Start of Provided material
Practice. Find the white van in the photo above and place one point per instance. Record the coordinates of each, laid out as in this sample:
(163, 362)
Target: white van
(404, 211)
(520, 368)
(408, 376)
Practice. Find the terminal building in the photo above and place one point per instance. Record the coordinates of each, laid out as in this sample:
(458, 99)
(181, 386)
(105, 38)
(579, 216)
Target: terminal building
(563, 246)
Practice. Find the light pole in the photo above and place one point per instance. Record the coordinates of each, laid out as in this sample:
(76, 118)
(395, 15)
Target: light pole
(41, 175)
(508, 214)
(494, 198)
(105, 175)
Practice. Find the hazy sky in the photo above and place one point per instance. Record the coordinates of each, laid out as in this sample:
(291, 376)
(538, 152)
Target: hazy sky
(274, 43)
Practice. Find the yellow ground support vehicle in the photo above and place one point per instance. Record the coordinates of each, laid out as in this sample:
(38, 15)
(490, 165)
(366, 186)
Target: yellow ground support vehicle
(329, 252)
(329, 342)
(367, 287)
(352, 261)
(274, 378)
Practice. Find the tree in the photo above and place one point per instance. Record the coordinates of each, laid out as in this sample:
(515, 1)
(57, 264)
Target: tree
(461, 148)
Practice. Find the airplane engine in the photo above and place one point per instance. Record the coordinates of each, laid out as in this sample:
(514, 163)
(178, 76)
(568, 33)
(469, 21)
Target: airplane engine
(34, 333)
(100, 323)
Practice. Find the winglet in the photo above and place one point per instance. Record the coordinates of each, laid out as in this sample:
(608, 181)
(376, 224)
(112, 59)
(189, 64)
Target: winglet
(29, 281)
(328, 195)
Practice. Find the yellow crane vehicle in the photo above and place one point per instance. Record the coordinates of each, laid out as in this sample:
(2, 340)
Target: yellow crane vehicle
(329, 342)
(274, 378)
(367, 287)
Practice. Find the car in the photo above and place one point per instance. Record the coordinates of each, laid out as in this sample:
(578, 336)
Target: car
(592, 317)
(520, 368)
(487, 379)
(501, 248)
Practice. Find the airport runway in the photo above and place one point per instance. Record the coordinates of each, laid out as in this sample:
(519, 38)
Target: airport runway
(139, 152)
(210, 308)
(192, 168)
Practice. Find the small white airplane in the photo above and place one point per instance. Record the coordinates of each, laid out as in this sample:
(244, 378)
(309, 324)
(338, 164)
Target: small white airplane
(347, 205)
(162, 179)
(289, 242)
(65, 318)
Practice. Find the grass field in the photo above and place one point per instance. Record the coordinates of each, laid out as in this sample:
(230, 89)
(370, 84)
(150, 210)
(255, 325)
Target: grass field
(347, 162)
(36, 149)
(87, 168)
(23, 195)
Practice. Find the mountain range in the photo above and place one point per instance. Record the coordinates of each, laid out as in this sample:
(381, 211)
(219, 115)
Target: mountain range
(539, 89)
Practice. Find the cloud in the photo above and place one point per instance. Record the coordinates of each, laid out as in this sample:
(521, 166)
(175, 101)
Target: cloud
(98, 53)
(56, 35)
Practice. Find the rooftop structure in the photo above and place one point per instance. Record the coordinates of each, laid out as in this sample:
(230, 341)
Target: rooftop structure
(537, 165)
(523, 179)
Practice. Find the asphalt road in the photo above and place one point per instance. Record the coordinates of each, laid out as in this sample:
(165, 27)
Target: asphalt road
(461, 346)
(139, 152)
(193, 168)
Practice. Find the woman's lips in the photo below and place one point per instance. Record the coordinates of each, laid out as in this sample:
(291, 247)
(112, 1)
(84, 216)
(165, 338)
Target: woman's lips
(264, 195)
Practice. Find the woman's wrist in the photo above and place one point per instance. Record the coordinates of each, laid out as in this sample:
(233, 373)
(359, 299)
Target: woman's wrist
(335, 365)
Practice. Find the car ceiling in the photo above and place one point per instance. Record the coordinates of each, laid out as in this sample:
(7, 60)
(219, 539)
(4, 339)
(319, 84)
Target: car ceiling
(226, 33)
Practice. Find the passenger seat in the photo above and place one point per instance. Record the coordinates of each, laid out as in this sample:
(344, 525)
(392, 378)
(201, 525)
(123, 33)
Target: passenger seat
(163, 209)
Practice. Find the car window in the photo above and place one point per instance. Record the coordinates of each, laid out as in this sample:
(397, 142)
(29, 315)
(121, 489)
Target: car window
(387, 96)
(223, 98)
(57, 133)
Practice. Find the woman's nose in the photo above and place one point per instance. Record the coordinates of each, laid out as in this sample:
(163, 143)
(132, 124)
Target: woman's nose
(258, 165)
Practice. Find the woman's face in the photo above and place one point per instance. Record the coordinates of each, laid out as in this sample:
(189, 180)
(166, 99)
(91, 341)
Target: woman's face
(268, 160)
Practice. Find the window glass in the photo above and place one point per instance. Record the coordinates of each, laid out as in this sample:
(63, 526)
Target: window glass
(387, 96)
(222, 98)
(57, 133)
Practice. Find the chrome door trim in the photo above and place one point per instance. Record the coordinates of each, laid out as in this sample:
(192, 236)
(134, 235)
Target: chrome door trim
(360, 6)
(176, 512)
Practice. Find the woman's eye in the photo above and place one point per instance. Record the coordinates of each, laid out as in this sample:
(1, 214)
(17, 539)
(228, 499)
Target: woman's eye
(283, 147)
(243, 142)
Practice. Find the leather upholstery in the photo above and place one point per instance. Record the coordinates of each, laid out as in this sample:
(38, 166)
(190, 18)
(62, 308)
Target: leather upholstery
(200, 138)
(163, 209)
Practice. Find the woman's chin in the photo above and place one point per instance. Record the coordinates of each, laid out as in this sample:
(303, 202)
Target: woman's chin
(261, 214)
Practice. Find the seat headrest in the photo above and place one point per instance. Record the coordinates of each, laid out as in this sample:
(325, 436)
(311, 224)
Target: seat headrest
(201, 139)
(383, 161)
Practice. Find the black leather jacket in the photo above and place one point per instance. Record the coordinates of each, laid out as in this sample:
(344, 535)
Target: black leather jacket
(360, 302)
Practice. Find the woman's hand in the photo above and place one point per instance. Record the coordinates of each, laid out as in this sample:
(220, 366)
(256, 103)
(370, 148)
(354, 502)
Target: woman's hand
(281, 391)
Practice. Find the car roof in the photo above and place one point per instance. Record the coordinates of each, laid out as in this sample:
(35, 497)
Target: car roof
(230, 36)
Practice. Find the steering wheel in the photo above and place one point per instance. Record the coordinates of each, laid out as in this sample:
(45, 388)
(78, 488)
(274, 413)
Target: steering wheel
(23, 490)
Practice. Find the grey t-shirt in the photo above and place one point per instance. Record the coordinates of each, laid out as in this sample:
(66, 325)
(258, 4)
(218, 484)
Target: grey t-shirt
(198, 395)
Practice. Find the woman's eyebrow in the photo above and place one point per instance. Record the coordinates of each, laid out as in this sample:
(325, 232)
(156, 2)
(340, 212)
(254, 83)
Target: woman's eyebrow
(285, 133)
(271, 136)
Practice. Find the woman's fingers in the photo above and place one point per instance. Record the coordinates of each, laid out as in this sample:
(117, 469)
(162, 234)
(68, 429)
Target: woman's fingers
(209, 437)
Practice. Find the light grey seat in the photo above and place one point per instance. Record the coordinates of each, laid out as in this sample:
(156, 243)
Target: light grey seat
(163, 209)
End of Provided material
### Problem description:
The whole listing above needs to be transcribed exactly.

### Response:
Practice. Find the white van in the photo above and place one point per instance. Record the coordinates of each, laid out as in this sample:
(163, 362)
Target: white van
(404, 211)
(520, 368)
(408, 376)
Practice. Find the terminal building in the photo above and place one point per instance. Record the coordinates of each, laid out as in this sample:
(458, 99)
(181, 386)
(105, 38)
(579, 216)
Target: terminal building
(563, 246)
Practice. Find the light pole in the photo above and place one point per instance. Record the coordinates of each, laid out as in this sample:
(76, 118)
(395, 15)
Target: light pole
(41, 175)
(508, 214)
(494, 198)
(105, 175)
Practice. Find the hazy sky in the photo above and place one point per instance. Record the coordinates of each, laid out as in this sample:
(291, 376)
(538, 152)
Target: hazy sky
(274, 43)
Practice. Find the yellow ground support vehicle in the photo above and place one point per instance. Record the coordinates of each, laid out as in this sample:
(38, 15)
(490, 165)
(366, 186)
Target: yellow ground support vehicle
(329, 252)
(329, 342)
(367, 287)
(352, 261)
(274, 378)
Practice. Find the tree in the photo above and place one point per instance. Record the coordinates of each, laid out as in this sample:
(515, 1)
(57, 264)
Target: tree
(461, 148)
Practice. Find the airplane engine in the photo above and place one point per instance. Record the coordinates of each, laid out as in this sample:
(514, 163)
(178, 76)
(568, 33)
(469, 21)
Target: airplane engine
(34, 333)
(100, 323)
Practice. Find the winglet in the photo above and place one point per instance. Record the coordinates of each, laid out as in this sample:
(608, 181)
(376, 224)
(112, 59)
(189, 64)
Target: winglet
(29, 281)
(328, 195)
Practice. Find the yellow crane vehicle in the photo above and place one point per instance. Record the coordinates of each, laid out as in this sample:
(2, 340)
Target: yellow crane vehicle
(329, 342)
(274, 378)
(367, 287)
Practice. Find the car in the photo above and place one point per instance. Record the coordinates of each, laid out as in this sample:
(578, 336)
Target: car
(592, 317)
(520, 368)
(487, 379)
(501, 248)
Practice. Find the airport runway in the photo above and place one point per instance. Record the coordinates of each, laid out as in this sample:
(519, 38)
Target: airport runway
(139, 152)
(210, 308)
(192, 168)
Practice. Find the small white airplane in the photo above and place one point per instance. Record the coordinates of each, laid out as in this sample:
(244, 378)
(309, 324)
(338, 164)
Target: small white airplane
(347, 205)
(162, 179)
(289, 242)
(65, 318)
Practice. Find the grass field in the photo above and place one point per instance. Record the coordinates of each, laid out as in this sample:
(230, 89)
(370, 84)
(150, 210)
(255, 325)
Target: grass field
(347, 162)
(36, 149)
(87, 168)
(23, 195)
Practice. Find the mountain range in the photo above and place one point per instance. Record the coordinates of each, laid out as in this sample:
(381, 211)
(219, 115)
Target: mountain range
(539, 89)
Practice. Find the cloud in the photo above and place one point per instance. Record the coordinates of each, laid out as in this sample:
(521, 166)
(175, 101)
Target: cloud
(98, 53)
(56, 35)
Practice. Find the rooftop structure in the photo above and place one point per instance. Record the coordinates of each, laid out as in this sample:
(230, 341)
Target: rooftop structure
(537, 165)
(523, 179)
Practice. Find the asphalt road in the photo above and place one point per instance. Record the coordinates of each, laid out as in this sample:
(165, 27)
Target: asphalt road
(461, 346)
(139, 152)
(193, 168)
Practice. Find the woman's lips in the photo below and place one point per instance. Record the coordinates of each, laid out as in this sample:
(291, 247)
(112, 1)
(84, 216)
(165, 338)
Target: woman's lips
(264, 195)
Practice. Find the woman's wrist in the photo above and place one point per instance. Record the coordinates of each, laid out as in this sample:
(233, 373)
(359, 299)
Target: woman's wrist
(335, 365)
Practice. Find the car ceiling in the photo above and place one point per instance. Record the coordinates of each, laid out as in this sample:
(7, 60)
(219, 539)
(4, 339)
(319, 84)
Target: car ceiling
(226, 33)
Practice. Find the passenger seat in the photo above and place one point per instance. Record the coordinates of each, laid out as in this sample:
(344, 525)
(392, 378)
(201, 525)
(123, 33)
Target: passenger seat
(163, 209)
Practice. Find the car window in the photo above and place one point per instance. Record the coordinates of each, laid out as in this sample:
(397, 142)
(29, 315)
(121, 489)
Target: car window
(387, 96)
(223, 98)
(57, 133)
Practice. Find the woman's nose in the photo above and place one point per instance. Record the coordinates of each, laid out as in this sample:
(163, 143)
(132, 124)
Target: woman's nose
(258, 165)
Practice. Find the woman's face in the photo above and place one point per instance. Record the coordinates of each, laid out as in this sample:
(189, 180)
(166, 99)
(91, 341)
Target: woman's face
(268, 160)
Practice. Find the window glass in the photo above and place one point per instance. Record the coordinates of each, laid out as in this sample:
(63, 526)
Target: window glass
(387, 96)
(222, 98)
(57, 133)
Practice. Find the chrome door trim in the photo above and place one point per instance. Record the coordinates of each, laid out as in this sample:
(192, 236)
(134, 235)
Target: chrome door trim
(360, 6)
(176, 512)
Practice. Find the woman's eye in the photo above and place one point per instance. Record the coordinates of each, laid out as in this sample:
(1, 214)
(17, 539)
(228, 499)
Target: woman's eye
(283, 147)
(243, 142)
Practice. Find the leather upholstery in the photo above and place one point per instance. Record the coordinates of each, laid out as in this sample:
(38, 166)
(190, 18)
(62, 308)
Target: leather upholstery
(200, 138)
(163, 209)
Practice. Find the woman's chin in the photo above and place one point per instance. Record the coordinates of each, laid out as in this sample:
(303, 202)
Target: woman's chin
(261, 214)
Practice. Find the seat headrest in the photo above and place one point per instance. Record the coordinates of each, laid out as in this sample:
(325, 436)
(311, 224)
Target: seat headrest
(201, 139)
(383, 161)
Practice. Find the black leather jacket in the photo above and place one point per instance. Record the coordinates of each, laid out as in this sample:
(344, 535)
Target: black leather jacket
(360, 302)
Practice. Find the woman's hand in the photo above and place one point per instance. Record the coordinates of each, laid out as in this sample:
(220, 366)
(256, 103)
(370, 148)
(354, 502)
Target: woman's hand
(281, 391)
Practice. Find the car roof in the photo above and place one point per instance. Record the coordinates of each, laid out as in this sample:
(35, 497)
Target: car roof
(230, 36)
Practice. Find the steering wheel in the photo above and place one point per instance. Record the coordinates of each, laid out as in this sample:
(45, 388)
(78, 488)
(274, 413)
Target: steering wheel
(23, 490)
Practice. Find the grey t-shirt in the photo above and place one point per instance. Record the coordinates of each, laid out as in this sample:
(66, 325)
(258, 4)
(218, 484)
Target: grey t-shirt
(198, 395)
Practice. Find the woman's eyebrow in the photo above and place one point per instance. Record the coordinates of each, laid out as in this sample:
(325, 232)
(156, 2)
(340, 212)
(254, 83)
Target: woman's eyebrow
(285, 133)
(271, 136)
Practice. Find the woman's fingers in the photo above and place one point per instance. Record the coordinates of each, laid out as in this sample:
(117, 469)
(162, 234)
(68, 429)
Target: woman's fingers
(209, 437)
Practice. Find the light grey seat in the photo above and place one point per instance. Record the coordinates of each, laid out as in this sample:
(156, 243)
Target: light grey seat
(163, 209)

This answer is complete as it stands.